#### Problem requirements:
Lines from the line with "Identify any visible thumb." to the line with "Identify any visible dog's nose." in the entries below, and only those, must be output exactly, with both ends included.

#### Spatial localization data:
# # # # #
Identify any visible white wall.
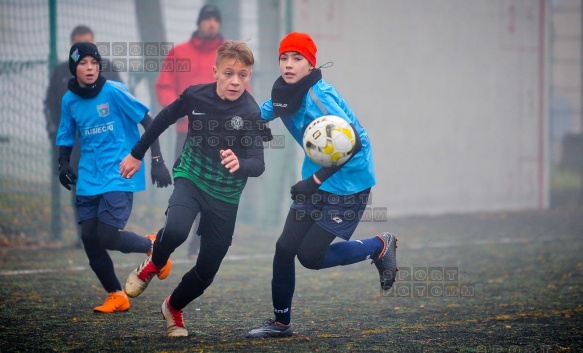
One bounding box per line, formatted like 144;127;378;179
293;0;550;216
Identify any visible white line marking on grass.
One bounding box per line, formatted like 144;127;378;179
1;234;575;277
0;254;272;276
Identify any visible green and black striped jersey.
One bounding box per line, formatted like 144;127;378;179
133;82;267;204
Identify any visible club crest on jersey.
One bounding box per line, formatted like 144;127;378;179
230;116;244;130
97;103;110;117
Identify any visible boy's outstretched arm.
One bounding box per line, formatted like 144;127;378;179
120;106;175;181
139;113;172;187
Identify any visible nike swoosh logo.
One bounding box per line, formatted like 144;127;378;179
192;110;205;115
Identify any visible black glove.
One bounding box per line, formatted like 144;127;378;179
151;157;172;188
290;176;319;202
259;121;274;142
58;162;77;190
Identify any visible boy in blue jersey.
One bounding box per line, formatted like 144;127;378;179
246;32;398;338
120;41;270;337
56;42;173;313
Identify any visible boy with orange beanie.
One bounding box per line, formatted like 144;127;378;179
246;32;398;338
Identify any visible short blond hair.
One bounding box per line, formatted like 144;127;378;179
216;40;254;67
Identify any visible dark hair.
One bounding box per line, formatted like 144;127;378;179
216;40;254;67
70;25;94;42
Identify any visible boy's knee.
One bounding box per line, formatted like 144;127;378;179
160;224;189;247
274;241;296;264
297;252;324;270
100;231;123;251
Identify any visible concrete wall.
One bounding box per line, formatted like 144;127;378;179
292;0;550;216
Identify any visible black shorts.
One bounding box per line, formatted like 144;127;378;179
168;177;239;245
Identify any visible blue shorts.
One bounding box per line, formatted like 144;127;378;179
76;191;134;229
291;188;371;240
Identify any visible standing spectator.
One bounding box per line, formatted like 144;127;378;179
44;25;122;247
155;4;224;258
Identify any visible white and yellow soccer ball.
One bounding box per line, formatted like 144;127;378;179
302;115;356;168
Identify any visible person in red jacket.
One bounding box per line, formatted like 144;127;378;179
155;4;224;258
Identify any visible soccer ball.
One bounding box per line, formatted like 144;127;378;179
302;115;356;167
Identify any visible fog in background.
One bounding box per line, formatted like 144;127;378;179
0;0;581;241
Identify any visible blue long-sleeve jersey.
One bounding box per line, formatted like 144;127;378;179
261;78;375;195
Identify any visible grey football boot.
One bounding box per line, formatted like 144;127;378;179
372;232;398;290
246;318;293;338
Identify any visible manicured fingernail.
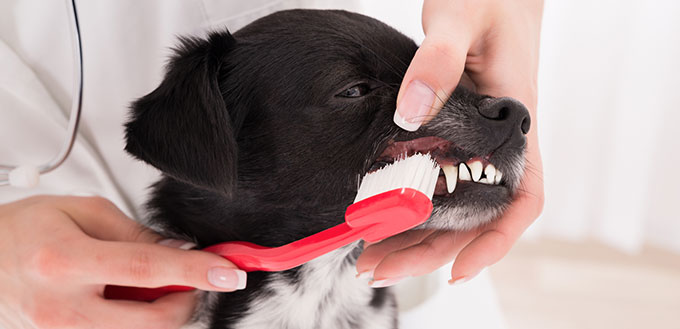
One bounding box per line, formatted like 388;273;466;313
394;80;435;131
448;276;470;286
448;270;481;286
356;269;374;280
369;277;405;288
157;238;196;250
208;267;247;290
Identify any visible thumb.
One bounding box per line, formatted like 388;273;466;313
394;33;468;131
57;196;164;244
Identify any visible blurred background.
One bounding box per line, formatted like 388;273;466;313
361;0;680;328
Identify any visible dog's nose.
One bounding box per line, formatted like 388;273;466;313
477;97;531;147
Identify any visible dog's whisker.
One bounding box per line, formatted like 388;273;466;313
345;40;407;81
359;39;411;73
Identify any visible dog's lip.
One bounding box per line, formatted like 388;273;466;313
375;136;460;166
373;136;489;168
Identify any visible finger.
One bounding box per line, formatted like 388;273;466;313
394;33;468;131
450;138;544;282
56;196;163;243
94;291;197;329
465;18;543;109
72;240;243;292
355;229;432;275
372;229;477;281
467;44;539;110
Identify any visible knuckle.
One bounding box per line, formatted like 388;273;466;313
29;245;71;280
127;250;156;283
84;195;115;211
422;39;461;61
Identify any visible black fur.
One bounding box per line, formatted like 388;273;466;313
126;32;239;196
125;9;529;329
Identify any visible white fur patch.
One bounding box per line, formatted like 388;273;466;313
229;244;395;329
426;206;502;231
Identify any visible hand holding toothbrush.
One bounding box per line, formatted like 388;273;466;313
360;0;545;285
0;196;243;329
# # # # #
#### Response area:
Identify any visible thumb.
One bounding box per line, formatted like 388;273;466;313
394;33;468;131
57;196;164;244
Identify any visible blurred background.
One bounding box per line, formatted like 388;273;466;313
361;0;680;328
Identify any visible dog's nose.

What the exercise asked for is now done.